*** RECORDS FOR THIS TASK ***
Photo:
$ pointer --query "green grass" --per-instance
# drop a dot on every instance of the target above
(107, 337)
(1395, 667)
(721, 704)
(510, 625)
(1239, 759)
*** End of RECORDS FOR THIS TASK ***
_WORK REQUEST_: Please retype all of the lines above exactly as they stand.

_EXERCISE SOLUTION_:
Photo:
$ pointer --query "green grass" --per-instance
# drop a dot on every instance of the target above
(107, 337)
(1395, 667)
(721, 704)
(510, 625)
(1239, 759)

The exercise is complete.